SUPPLIED ENTRIES START

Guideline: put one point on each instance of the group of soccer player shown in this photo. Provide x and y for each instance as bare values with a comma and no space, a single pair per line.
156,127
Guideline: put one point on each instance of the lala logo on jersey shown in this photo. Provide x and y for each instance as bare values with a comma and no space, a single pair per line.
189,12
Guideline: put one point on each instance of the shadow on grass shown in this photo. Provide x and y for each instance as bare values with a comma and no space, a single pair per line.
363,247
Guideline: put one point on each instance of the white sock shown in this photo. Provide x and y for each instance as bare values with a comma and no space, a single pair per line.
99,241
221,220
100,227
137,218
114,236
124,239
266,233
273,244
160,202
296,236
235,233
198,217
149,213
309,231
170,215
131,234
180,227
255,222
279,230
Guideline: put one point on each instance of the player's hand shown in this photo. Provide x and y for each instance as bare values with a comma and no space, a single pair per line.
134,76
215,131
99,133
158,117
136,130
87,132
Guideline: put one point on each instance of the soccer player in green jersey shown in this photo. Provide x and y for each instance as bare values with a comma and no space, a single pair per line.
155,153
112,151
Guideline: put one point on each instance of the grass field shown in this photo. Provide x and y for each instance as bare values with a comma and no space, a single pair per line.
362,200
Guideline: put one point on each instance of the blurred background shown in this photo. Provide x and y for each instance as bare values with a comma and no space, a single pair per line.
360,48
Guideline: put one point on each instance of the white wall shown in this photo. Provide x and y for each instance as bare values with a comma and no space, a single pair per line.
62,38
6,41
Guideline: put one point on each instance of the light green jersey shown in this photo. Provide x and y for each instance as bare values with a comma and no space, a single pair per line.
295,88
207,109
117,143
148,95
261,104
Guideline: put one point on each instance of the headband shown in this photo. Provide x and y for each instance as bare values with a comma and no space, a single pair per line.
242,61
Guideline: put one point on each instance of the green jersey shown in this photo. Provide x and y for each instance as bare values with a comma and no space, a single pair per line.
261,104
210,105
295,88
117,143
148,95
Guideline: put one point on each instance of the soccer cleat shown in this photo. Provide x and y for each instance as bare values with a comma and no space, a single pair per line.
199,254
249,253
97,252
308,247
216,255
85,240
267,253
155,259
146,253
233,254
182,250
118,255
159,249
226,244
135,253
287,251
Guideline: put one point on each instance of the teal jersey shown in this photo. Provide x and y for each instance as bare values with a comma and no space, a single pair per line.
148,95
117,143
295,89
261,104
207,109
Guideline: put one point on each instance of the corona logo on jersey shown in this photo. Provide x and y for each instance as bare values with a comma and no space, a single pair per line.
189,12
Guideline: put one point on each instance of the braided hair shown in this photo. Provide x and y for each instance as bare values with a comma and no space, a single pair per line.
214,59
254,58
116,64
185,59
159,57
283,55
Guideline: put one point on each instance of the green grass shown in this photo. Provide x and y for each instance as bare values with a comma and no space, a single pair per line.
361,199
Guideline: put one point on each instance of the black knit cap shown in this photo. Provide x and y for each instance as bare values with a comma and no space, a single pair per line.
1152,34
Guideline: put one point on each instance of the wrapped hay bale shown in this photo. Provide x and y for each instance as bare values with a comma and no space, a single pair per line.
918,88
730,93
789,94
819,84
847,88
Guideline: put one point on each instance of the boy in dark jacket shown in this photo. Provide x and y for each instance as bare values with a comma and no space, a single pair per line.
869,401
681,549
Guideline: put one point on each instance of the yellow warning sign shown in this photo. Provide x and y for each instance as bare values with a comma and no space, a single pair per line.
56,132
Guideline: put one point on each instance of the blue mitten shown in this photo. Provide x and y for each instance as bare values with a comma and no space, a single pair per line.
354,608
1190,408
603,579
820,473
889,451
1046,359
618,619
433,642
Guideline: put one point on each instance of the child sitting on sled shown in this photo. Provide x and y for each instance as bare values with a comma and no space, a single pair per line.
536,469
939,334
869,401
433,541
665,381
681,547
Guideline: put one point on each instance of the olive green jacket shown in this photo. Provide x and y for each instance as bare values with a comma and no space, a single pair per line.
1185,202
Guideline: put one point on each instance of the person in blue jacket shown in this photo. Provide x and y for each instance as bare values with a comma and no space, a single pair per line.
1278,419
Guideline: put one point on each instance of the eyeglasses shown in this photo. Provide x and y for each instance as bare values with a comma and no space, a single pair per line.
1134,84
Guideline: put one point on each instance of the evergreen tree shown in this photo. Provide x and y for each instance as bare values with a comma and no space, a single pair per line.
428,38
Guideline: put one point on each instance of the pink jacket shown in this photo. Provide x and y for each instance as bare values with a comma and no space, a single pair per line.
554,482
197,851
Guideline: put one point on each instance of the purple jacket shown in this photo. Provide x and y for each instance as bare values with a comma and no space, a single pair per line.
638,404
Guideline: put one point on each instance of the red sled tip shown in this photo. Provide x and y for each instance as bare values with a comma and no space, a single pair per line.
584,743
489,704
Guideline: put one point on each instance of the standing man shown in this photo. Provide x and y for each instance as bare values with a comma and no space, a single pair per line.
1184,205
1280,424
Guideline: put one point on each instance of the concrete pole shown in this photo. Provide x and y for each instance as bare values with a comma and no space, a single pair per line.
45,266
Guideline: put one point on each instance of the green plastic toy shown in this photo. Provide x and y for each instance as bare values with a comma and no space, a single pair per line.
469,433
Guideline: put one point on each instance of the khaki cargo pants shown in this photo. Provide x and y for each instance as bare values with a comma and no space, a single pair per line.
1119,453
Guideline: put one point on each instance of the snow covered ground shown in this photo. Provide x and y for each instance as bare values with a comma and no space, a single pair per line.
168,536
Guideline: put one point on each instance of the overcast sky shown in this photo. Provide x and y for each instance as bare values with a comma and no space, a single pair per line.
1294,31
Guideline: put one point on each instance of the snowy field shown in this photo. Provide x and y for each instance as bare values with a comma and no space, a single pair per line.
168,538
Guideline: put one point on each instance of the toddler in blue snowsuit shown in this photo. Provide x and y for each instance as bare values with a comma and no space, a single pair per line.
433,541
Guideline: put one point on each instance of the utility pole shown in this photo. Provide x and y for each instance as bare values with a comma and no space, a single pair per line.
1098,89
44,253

SUPPLIED ENTRIES END

* WHAT NEEDS TO BE DONE *
Output each entry once again, exactly as shown above.

* FINISHED TASK *
Guideline: put one point on each instance of the group of soccer player shown in this photo. Provide x and y for each instance as bare values with a comma and no space, a single pair per line.
156,127
Guideline: put one point on each instance of the lala logo on jersey shown in this photo. Provide x and y for each instance as bare values with a comma and no space, a single pair per line.
189,12
Guideline: put one point on each instance of the shadow on grass shown in this photo. Provide x and y for each instance as bare values with a comma and no space, a single pair per line.
363,247
Guideline: put one point on each instance of the white sock shown in this photo. Provide x and y for each instance as bare values with a comma and no space, a single pair per line.
99,241
221,220
100,227
137,218
114,236
124,239
266,233
273,244
160,202
296,236
235,233
198,217
149,213
309,231
170,215
131,234
180,227
255,222
279,230
Guideline: put one point on each instance of the player's hand shown in this photo. Provide x and y for each instance as bare values with a comma and no space, a single pair per line.
134,76
215,131
99,133
158,117
136,130
87,132
Guideline: put one point on each instance of the soccer player in green jersey shown in this photo. Provide x and y for each instance as bare values with a comma and no space, a single pair per line.
155,153
112,151
Guideline: put one point on each instance of the grass field shown in this photo. Provide x and y for each instance as bare values with a comma and no space, a single pair per line.
362,200
Guideline: put one point on each instance of the blurred background shown in this photo. Provide x and y for each instance as bare values with a comma and no space, a single pair per line.
360,48
Guideline: put one point on each instance of the white wall shown in this photo. Provide x and y for each instance as bare values with a comma and no space, a single pair per line.
62,38
6,41
Guideline: put one point on each instance of the light green jersey shown in this photo. Provide x and y for each instance as bare values with a comma and no space, a single pair per line.
295,88
207,109
117,143
148,95
261,104
Guideline: put one point on each instance of the headband shown in this photo. Provide x and y for each instance as bare values with a comma and no space, a single pair per line.
242,61
Guideline: put one point on each instance of the green jersey shown in this photo. Provide x and y for each instance as bare values with a comma and no space, a single pair per line.
261,104
210,105
295,88
117,143
148,95
Guideline: put one point on each instance of the soccer cleat shown in this photo. Provide x and y for each instance as bare values with a comma and no space, a single pair per line.
199,254
249,253
97,252
308,247
216,255
85,240
267,253
155,259
146,253
233,254
182,250
118,255
159,249
226,244
135,253
287,251
Guideline: put one point on each instance of the teal jersey shown in this photo. Provide x and y for each instance as bare values with a comma and no space, a single pair per line.
148,95
117,143
295,89
261,104
207,109
Guideline: put one point on each instance of the corona logo on jersey shown in this photo. Provide x and y for each instance as bare values with a comma and no space, a single pair per line.
189,12
Guideline: put one point on each instance of the braided hair shown in this photo. Provide x and y for each instance as bare values with a comma and no space, a single pair per line.
214,59
254,58
116,64
185,59
159,57
283,55
Guideline: put one point on each instance of the green grass shown in this photo. Provide x and y for each instance as bare values with a comma and no space, a single pair per line.
361,199
Guideline: put one point on each instance of the black knit cap shown in this photo. Provide x and y for each instance as bare values with a comma and no space, a single pair per line.
1152,34
Guideline: put one point on each instance of the wrapped hay bale shown in this photo. Provide x and y for each instance as bare values with a comma and no space, a single pair per line.
918,88
730,93
789,94
819,84
847,88
Guideline: put one point on each instance of the boy in dark jacket shown in this photo. Provide x and y for each instance as bare values with a comma and no space, a single pair per line.
869,401
681,549
Guideline: put one point on each instance of the yellow warning sign shown in this photo. Provide x and y for each instance as bare values with a comma and no space, a single pair per line.
56,132
Guideline: put one point on each instance of the blue mitten shown in this photo. Provide x and y for each instance as bare values with a comma and no space, a single pair per line.
354,608
1190,408
603,579
820,473
889,451
1046,359
618,619
433,642
Guideline: put one point on each instance of the child sitting on sled shown in this photo. Provide x and y for each instance as bare values with a comma and no space, a single pair per line.
536,469
939,334
869,401
433,541
665,381
681,547
Guideline: put one point on each instance of the olive green jacket shown in this photo. Provide x and y for each instance as bare values with a comma and no space, a single pair per line.
1185,202
Guideline: put one point on each instance of the person in blue jacket shown in this photo. Provide x and y for each instance as bare values with a comma and no space, a single pair per line.
1278,419
Guideline: put one point on each instance of the eyeglasses shown in this photo. Provide x and y for each instance as bare values with a comma and no space, a single pair per line.
1134,84
Guideline: put one point on each instance of the evergreen tree shown in this photo. Provide x and y for each instance as bare values with a comma and no space, a single pair per line.
428,38
Guideline: put one point on each instance of the pink jacket shown in this photo. Provide x and y for each instance as bare values with a comma and no space, a single pair per line.
554,482
197,851
Guideline: put one point on each instance of the purple jacket shown in this photo. Provide x and y for each instance as bare values with a comma and no space, a single pair per line.
638,404
Guideline: put one point on each instance of the red sled tip shown in this photo. Provide x and y for each instance as bare values with a comma and no space, a single pair per line.
584,743
489,704
Guideline: put one point on each instance of the standing man shown in this photo. Provide x and y for each instance as bare values with a comma and no space, a single pair per line.
1184,205
1280,424
Guideline: put one point on each instance of the concrete pole shown in this photo. Provide x and y for each instance as bare values with a comma and no space, a single pair per line.
45,266
Guideline: put one point on each instance of the green plastic toy shown in this photo. Provide x and y for each instance as bare values with a comma and no space, a single pair per line.
469,433
Guideline: put one point on each instance of the khaki cargo pants shown in this photo. Provide x and y for each instance as bare values with a comma and no space, a single pair per line.
1119,453
Guideline: put one point on each instance of the snow covered ground shown in this photo. Provide x and y for each instance as bare values with a comma and no space, a single pair per line.
168,536
Guideline: put one point on each instance of the overcast sky shown in this photo. Provide x and y for each instance as bare values with a comma and no space, a single pair per line.
1294,31
Guideline: put one point on each instance of the snowy field shown in this photo. Provide x and y for each instance as bare values with a comma and no space, a single pair per line.
168,538
Guideline: put one point on each instance of the toddler in blue snowsuit shown in this photo. Provide x and y for each instance as bare values with a comma and no space, a single pair per line.
433,541
Guideline: put one point on each instance of the utility pole shown in this photo. Provide x and y for each instance as bare values with a comma and no space, a single pair per line.
1098,89
44,253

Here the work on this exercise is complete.